* Task to complete:
In the excerpt about homeschooling Dylan, how many times has Dylan been sick with ADEM in the last four years?

* Excerpt:

Dylan. Dylan has been sick with ADEM 6 times in the last 4 years. He almost completely recovers every time and we are extremely fortunate for that. He has residual weakness in his hands which makes things like buttoning his pants, opening the van door and tying shoes a lot harder for him but other than that he is fine. He does also have some cognitive delays which he had before he got sick so it is hard to say that the ADEM impacted it.
I decided to homeschool Dylan along with Hayden because I feel like Dylan would benefit from some major life changes. We had all thought that Dylan would never get sick again, that maybe he grew out of it because it had been so long since the last episode. It just shows that his little body is still so hindered by whatever is causing it. Whether it be heavy metal overload (things such as lead and mercury) or food intolerances or some rare genetic disease or maybe stress and environmental triggers. Whatever it may be, I need to lessen that for him to the best of my ability.
While homeschooling, Dylan will not be at as much risk for catching "common" childhood illnesses that can trigger brain inflammation. Also, I can give Dylan the one on one focus I believe that he needs. He can work at his own pace instead of the pace the public school system has provided. (for the record, I am not against public schooling for all kids, just mine.)
How is Dylan doing with homeschool? Great!! He is reading (seriously, reading!) short stories and learning to skip count and we are in our second week of our telling time unit. So far, they can tell you what time it is as long as it's on the hour, a quarter past the hour or half past the hour, lol. We just learned to count by 5's so 5 minute intervals of time will come soon, after we learn a quarter til the hour. That is certainly not all they have learned, just what we are working on this week. I do a bit of unschooling as well, if there is a particular topic of interest we will learn about it in a unit form, or as close to a unit that I can make of it. It's all about focusing on their interests as much as 1st grade curriculum.
I really enjoy homeschooling my kids. It's a lot of responsibility. That paired with cooking 3 meals a day, potty training Jude (omg he's 2.5 years old, where has time gone?) and keeping the house clean, life is just much more involved now. And honestly, I like it better this way. There is no sitting back watching mindless television for me anymore ( Wife Swap, Weather Channel and any reality television show on MTV, I miss you dearly) I'm researching food information, home remedies and recipes.
Sometimes I get overwhelmed with the information I pump into my brain. My husband asked me on Saturday why I don't want to learn how to play Magic: The Gathering, the card game that he is enjoying playing with his friends as of recent. I just burst into tears. The look on his face was a bit like a deer caught in headlight, Ha. I just can't handle anymore things right now. I can't put anything else in my brain unless it is extremely interesting. I can't play Magic and not cook supper or tend the the boys, or either I can, and I need to just relax and let things happen. Messes will be there upon my return, homeschool will figure itself out, and I am 7 months pregnant, I need to give myself a break.... I just can't at the expense of what I feel is right for my kids. But there's a balance, it's just not my strong suit.
If you have read all the way down this far, hey, thanks. I needed to dump my brain out a bit before I jump in the shower and head to walmart. I need to remember to buy the ingredients for homemade fabric softener... let's hope I don't forget.

* Source material:
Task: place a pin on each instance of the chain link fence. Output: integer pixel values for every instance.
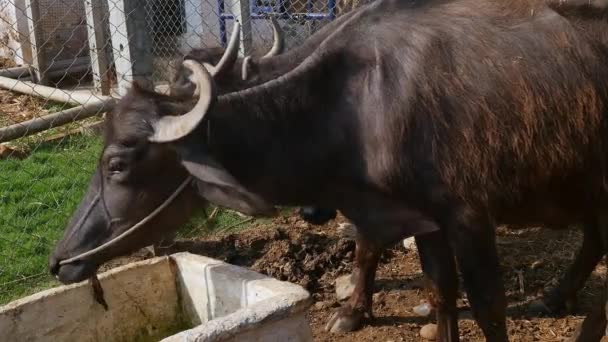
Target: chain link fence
(62, 62)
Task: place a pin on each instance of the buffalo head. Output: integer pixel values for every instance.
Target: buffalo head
(141, 189)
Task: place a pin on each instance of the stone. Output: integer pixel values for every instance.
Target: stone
(409, 244)
(347, 230)
(424, 309)
(345, 285)
(429, 332)
(9, 152)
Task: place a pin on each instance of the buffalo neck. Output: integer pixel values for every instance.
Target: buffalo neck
(270, 133)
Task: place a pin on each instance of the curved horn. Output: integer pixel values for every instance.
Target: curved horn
(279, 44)
(170, 128)
(230, 55)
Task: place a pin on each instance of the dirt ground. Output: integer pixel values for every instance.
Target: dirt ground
(292, 250)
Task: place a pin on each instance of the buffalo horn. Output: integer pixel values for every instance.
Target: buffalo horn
(230, 55)
(170, 128)
(279, 43)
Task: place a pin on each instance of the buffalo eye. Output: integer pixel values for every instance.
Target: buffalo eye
(116, 166)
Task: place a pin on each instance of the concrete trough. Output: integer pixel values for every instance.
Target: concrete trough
(182, 297)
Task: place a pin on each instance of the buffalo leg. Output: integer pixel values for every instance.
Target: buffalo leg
(317, 215)
(438, 264)
(475, 248)
(589, 255)
(359, 306)
(593, 327)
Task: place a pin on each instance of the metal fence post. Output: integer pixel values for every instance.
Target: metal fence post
(39, 62)
(242, 13)
(97, 40)
(131, 43)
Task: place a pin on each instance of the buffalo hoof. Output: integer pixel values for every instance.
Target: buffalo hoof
(345, 319)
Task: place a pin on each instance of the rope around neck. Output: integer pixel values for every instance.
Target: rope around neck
(133, 228)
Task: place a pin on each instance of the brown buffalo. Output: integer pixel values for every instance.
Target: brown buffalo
(435, 119)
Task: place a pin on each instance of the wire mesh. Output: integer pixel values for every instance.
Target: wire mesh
(58, 55)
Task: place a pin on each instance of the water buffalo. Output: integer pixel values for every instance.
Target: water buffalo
(250, 72)
(435, 119)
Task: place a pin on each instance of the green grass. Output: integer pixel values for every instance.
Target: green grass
(37, 197)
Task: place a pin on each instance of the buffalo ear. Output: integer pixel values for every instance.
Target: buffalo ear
(219, 187)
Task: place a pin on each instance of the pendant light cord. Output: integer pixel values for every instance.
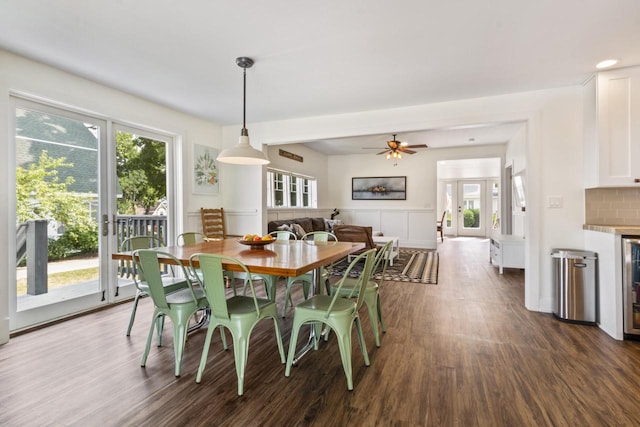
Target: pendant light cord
(244, 131)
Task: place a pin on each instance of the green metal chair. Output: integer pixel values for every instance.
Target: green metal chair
(307, 278)
(179, 306)
(130, 268)
(371, 292)
(239, 313)
(271, 281)
(338, 314)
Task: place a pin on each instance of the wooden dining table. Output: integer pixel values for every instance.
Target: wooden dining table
(281, 258)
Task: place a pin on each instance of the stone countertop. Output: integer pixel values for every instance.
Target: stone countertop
(614, 229)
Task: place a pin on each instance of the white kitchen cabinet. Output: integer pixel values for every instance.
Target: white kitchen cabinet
(506, 251)
(612, 129)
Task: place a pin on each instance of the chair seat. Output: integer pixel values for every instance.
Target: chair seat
(242, 304)
(350, 283)
(184, 295)
(322, 302)
(170, 284)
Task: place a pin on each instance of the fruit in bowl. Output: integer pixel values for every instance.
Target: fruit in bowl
(256, 241)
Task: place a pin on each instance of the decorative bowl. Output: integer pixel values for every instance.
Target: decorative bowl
(256, 244)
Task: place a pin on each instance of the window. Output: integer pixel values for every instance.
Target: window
(290, 190)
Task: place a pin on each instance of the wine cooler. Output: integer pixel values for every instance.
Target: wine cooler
(631, 280)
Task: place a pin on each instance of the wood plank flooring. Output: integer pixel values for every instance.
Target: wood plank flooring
(464, 352)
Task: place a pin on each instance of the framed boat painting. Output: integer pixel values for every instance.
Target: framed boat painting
(379, 188)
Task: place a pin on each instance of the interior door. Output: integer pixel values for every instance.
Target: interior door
(59, 169)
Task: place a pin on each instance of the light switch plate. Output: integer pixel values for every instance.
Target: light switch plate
(555, 202)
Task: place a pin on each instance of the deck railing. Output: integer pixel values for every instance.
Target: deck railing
(141, 225)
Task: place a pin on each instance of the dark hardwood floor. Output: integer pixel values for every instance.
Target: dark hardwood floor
(464, 352)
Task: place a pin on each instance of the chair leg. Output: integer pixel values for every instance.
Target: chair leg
(205, 350)
(133, 312)
(179, 339)
(379, 304)
(293, 342)
(160, 328)
(344, 343)
(154, 324)
(279, 338)
(363, 345)
(241, 353)
(370, 298)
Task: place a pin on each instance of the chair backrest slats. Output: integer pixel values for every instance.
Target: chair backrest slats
(189, 238)
(213, 226)
(213, 281)
(362, 279)
(147, 260)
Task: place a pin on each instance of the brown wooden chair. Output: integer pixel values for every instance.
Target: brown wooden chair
(440, 226)
(213, 223)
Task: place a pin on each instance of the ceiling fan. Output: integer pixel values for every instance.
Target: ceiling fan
(396, 148)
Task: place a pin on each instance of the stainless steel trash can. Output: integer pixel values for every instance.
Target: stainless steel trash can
(575, 278)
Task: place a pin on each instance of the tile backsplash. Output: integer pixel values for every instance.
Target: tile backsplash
(612, 206)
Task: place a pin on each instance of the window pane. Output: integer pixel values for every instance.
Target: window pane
(278, 189)
(293, 191)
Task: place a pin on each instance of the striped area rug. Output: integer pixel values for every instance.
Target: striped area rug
(412, 265)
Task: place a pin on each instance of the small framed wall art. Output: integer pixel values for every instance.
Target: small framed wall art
(206, 173)
(379, 188)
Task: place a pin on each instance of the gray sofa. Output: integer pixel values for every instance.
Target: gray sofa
(307, 224)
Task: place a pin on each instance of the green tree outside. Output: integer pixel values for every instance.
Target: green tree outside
(141, 166)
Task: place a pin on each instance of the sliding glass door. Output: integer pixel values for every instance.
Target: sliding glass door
(78, 195)
(59, 163)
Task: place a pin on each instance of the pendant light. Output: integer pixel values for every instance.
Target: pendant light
(243, 153)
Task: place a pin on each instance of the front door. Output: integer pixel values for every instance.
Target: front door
(470, 208)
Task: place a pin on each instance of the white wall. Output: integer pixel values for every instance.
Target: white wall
(20, 75)
(553, 156)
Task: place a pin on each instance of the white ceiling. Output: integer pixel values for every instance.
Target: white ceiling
(329, 57)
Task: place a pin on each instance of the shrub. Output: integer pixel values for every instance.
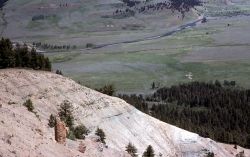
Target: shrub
(80, 131)
(71, 135)
(29, 105)
(52, 121)
(149, 152)
(99, 132)
(107, 89)
(210, 154)
(130, 148)
(65, 114)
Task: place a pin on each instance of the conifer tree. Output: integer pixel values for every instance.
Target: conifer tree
(65, 114)
(130, 148)
(99, 132)
(149, 152)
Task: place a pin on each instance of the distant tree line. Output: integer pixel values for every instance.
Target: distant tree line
(21, 56)
(42, 17)
(220, 111)
(181, 6)
(53, 47)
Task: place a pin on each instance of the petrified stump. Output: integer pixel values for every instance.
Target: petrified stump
(60, 131)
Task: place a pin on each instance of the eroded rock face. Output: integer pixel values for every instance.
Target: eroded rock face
(60, 131)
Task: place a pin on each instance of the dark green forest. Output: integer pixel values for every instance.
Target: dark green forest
(220, 111)
(21, 57)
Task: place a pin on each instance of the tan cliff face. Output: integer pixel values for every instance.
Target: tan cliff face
(22, 133)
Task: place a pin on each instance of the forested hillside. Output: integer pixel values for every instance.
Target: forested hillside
(21, 56)
(220, 112)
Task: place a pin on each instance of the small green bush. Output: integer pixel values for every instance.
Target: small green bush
(80, 131)
(99, 132)
(71, 135)
(29, 105)
(52, 121)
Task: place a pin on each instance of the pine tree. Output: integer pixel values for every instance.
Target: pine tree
(130, 148)
(149, 152)
(52, 121)
(99, 132)
(29, 105)
(65, 113)
(80, 131)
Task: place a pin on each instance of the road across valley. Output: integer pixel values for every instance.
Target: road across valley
(178, 29)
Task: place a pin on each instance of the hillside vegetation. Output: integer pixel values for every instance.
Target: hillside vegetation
(21, 56)
(213, 110)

* Exercise response:
Six times.